[TASK BRIEF] Copy the entire listing exactly.

━━ DATA SUPPLIED

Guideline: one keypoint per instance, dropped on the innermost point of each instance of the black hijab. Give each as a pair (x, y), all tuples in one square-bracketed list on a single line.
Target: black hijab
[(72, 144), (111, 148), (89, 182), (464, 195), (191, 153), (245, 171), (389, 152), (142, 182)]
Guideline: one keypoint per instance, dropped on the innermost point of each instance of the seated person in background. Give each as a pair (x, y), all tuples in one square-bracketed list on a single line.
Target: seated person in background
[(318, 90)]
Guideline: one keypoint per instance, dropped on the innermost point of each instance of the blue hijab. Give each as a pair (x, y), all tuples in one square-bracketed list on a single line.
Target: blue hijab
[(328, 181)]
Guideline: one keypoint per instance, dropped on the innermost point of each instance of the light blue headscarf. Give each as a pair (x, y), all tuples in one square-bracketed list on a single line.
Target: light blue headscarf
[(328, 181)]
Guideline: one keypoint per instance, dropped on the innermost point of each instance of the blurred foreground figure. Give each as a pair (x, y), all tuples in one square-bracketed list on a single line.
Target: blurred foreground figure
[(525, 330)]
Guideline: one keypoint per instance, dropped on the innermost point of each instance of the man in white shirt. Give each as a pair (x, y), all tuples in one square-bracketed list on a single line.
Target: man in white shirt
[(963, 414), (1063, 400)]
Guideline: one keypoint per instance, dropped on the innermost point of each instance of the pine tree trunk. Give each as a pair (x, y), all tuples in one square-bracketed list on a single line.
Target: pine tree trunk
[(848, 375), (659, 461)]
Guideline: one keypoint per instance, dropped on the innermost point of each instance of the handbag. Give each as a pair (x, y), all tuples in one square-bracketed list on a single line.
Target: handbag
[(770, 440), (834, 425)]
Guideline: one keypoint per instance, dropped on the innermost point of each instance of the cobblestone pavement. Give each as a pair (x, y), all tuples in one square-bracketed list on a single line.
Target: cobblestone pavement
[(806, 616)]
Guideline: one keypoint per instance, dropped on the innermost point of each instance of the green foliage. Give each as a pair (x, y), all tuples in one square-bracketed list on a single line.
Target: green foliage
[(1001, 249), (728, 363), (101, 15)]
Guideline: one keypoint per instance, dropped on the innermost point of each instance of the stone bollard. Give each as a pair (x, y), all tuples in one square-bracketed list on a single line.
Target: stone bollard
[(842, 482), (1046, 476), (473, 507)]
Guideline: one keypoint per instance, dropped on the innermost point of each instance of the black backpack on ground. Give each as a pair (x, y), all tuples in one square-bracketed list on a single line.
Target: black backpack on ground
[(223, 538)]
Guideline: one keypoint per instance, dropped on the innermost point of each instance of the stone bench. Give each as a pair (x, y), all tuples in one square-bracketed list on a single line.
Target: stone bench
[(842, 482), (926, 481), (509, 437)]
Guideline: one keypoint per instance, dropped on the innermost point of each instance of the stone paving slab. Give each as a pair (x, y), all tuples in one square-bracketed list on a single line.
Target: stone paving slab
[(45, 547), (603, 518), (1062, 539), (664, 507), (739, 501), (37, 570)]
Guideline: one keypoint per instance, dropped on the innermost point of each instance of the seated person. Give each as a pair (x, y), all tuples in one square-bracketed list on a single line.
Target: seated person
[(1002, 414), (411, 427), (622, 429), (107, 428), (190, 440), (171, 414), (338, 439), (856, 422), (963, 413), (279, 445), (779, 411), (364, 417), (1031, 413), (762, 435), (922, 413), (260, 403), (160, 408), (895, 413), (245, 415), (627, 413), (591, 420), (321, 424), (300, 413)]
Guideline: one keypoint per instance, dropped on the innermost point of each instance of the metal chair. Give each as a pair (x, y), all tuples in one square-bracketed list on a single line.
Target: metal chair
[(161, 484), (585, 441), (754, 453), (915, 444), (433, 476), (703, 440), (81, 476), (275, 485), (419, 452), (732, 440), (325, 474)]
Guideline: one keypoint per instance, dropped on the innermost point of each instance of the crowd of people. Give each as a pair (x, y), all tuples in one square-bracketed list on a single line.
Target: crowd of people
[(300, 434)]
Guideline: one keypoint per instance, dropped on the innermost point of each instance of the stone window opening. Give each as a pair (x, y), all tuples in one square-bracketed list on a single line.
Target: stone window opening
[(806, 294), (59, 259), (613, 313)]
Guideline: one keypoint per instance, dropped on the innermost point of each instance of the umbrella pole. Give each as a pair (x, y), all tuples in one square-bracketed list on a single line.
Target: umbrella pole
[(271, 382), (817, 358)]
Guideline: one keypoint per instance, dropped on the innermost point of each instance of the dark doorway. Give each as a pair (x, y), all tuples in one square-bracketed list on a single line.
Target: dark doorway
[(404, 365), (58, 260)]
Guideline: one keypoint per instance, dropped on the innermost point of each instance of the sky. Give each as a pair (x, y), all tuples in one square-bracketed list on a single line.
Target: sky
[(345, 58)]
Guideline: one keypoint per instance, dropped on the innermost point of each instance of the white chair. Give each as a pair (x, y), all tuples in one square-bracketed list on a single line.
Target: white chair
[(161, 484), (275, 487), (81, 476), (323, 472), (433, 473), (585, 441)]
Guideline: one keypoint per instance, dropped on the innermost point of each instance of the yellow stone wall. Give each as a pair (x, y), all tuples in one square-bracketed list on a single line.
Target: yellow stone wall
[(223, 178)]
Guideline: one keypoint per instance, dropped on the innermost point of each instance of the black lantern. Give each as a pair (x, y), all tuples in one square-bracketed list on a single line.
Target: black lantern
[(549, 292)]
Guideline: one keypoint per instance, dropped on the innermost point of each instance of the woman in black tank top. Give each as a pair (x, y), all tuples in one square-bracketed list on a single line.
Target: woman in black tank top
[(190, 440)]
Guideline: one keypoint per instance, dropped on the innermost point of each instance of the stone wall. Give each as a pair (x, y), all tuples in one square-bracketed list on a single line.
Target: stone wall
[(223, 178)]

━━━━

[RESPONSE]
Guideline: one keypoint per instance, dropped on the innermost point of each instance of the black hijab. Give each as a pair (x, y), all tuples in one square-bracketed list on a single line.
Target: black hijab
[(72, 144), (111, 148), (89, 182), (464, 195), (191, 153), (245, 171), (389, 152), (142, 182)]
Guideline: one keypoint per instance, dropped on the innermost point of each instance of the seated person in background. Give each as a pair (x, y), all tuples in one square-bracketed list on a single line.
Target: seated person in background
[(318, 90)]
Guideline: one keypoint per instance, dropped on the innermost point of each instance of the blue hijab. Give each as a pair (x, y), all tuples in one square-bracketed list on a single line.
Target: blue hijab
[(328, 181)]
Guideline: one keypoint per instance, dropped on the innermost point of each instance of the light blue headscarf. Give each as a pair (x, y), all tuples in one square-bracketed list on a single line.
Target: light blue headscarf
[(328, 181)]
Guideline: one keypoint per instance, dropped on the innermost point of each instance of the blurred foreground figure. Give each as a pair (x, y), all tuples in one square-bracketed list on a single line.
Target: blurred foreground figure
[(525, 330)]
Guideline: one keypoint per instance, dropped on the innermost point of each instance of the man in white shirt. Give each as a pair (x, y), all tuples in one square-bracketed list on a single line.
Target: man in white shirt
[(963, 414), (1063, 400)]
Guideline: one keypoint per instance, dropped on the innermost point of each instance of the pine tree trunk. Give each as a pair (x, y), all tuples in one square-bracketed list on a single line.
Target: pine tree trunk
[(848, 375), (659, 461)]
Guideline: one keypoint per instance, dropped on the innermost point of each instance of the handbag. Give each as a pair (x, y), all tuples in one square-bracketed list on a single line.
Target: handbag
[(770, 440), (834, 425)]
Guideline: one keypoint per instance, dropped on the innermost point of each instance of the cobblestone pavement. Give each as a pair (x, y), all tuples in one square-bracketed list on a single line.
Target: cobblestone pavement
[(806, 616)]
Guideline: one keypoint per instance, dropped on the innermost point of each instance of the green foliage. Give each as a pair (x, y), all tuples in one square-bracketed list on a single line.
Target: green foliage
[(1001, 249), (728, 363), (101, 15)]
Guideline: one keypoint per instance, dropped on the innermost point of each instance of the stone bollard. Give each as a pair (x, y), all tuples in one square-bracketed list on a single line.
Target: stone bollard
[(842, 482), (1046, 476), (473, 507)]
Guideline: one keypoint per instance, dropped on the innermost point of each instance of the black backpack on ground. Give each as a pair (x, y), all tuples in one square-bracketed list on a single line.
Target: black backpack on ground
[(223, 538)]
Guideline: one keypoint per instance, dropped on the innermost point of each instance of the stone bench. Give each as a pair (x, y), all tuples in one square-bracketed list on a single line.
Target: stone bench
[(842, 482), (926, 481), (509, 437)]
Guideline: one keypoint per instance, dropped on the innermost point of each instance of the stone paving slab. Give each as a pair (x, y), all tuples in one square-bracketed list on a single line.
Target: stone paving slab
[(45, 547), (603, 518), (1062, 539), (664, 507), (739, 501), (37, 570)]
Guideline: one keypoint per instance, dropped on the innermost point of each instance of the seated person. Give each as a pair (x, y), all tuples in one square-bracketed list on a single line.
Target: seated person
[(1002, 414), (411, 427), (622, 429), (107, 428), (190, 440), (171, 414), (338, 439), (856, 422), (963, 413), (279, 445), (779, 411), (364, 417), (1031, 413), (762, 435), (922, 413), (260, 403), (160, 408), (895, 413), (245, 415), (627, 413), (591, 420), (321, 424), (300, 413)]
Guideline: one keypoint per instance, dropped on the innermost point of each instance of the metal chair. Give each as a pair (x, y), all tuples in one square-bracketed list on a single line.
Target: metal chair
[(161, 484), (585, 441), (754, 453), (915, 444), (433, 476), (703, 440), (81, 476), (275, 485), (419, 452), (732, 440), (325, 474)]
Guideline: one keypoint per instance, dropped on the innermost point of each instance of the crowd of people. Give each as a pair (x, y), all tuples in one square-bracketed list on a single line.
Target: crowd of people
[(300, 434)]
Guideline: one keypoint per instance, dropped on the innermost point of each instance of the stone window opening. Give each as a pair (x, y), all tuples in one square-bracketed list on a single line.
Target: stone window opening
[(806, 294), (59, 259), (613, 313)]
Guideline: one keypoint per instance, dropped on the innermost point of each instance of the umbrella pole. Give each as a pair (x, y), all tuples in one square-bracketed list on a single line.
Target: umbrella pole
[(271, 382), (817, 358)]
Guideline: one keypoint per instance, dropped on the innermost point of each instance of the dark doorway. Give each as a pair (x, y), all tuples in one square-bracketed list on a single line.
Target: dark doorway
[(404, 365), (58, 260)]
Guideline: one keypoint per instance, dropped on the innermost point of each instance of the sky. Give each as a pair (x, y), all tuples in one square-bracketed list on a single line.
Target: sky
[(345, 58)]
Guideline: one keypoint per instance, dropped on the innermost point of each instance of the white chair. Give each as a pair (x, y), all tuples in one square-bracketed list on a single line.
Target: white chair
[(161, 484), (275, 487), (81, 476), (323, 472), (433, 473), (585, 441)]
Guideline: one keypoint per instance, dropped on the innermost point of each instance of the yellow stone wall. Give each as a pair (x, y), all tuples in one square-bracketed list on a single line.
Target: yellow stone wall
[(223, 178)]
Guideline: one keypoint per instance, dropped on the innermost point of each instance of the black lantern. Give each as a pair (x, y), all tuples in one square-bracketed list on a single line.
Target: black lantern
[(549, 292)]
Guideline: one keypoint per instance, dropped on the innermost point of each instance of the woman in black tank top. Give each as a pair (x, y), all tuples in one square-bracketed list on a single line.
Target: woman in black tank top
[(190, 440)]
Guideline: one keypoint per instance, dropped on the innermost point of each instance of the stone wall. Give each as a pair (x, y), all tuples in one square-bracketed list on a single line.
Target: stone wall
[(223, 178)]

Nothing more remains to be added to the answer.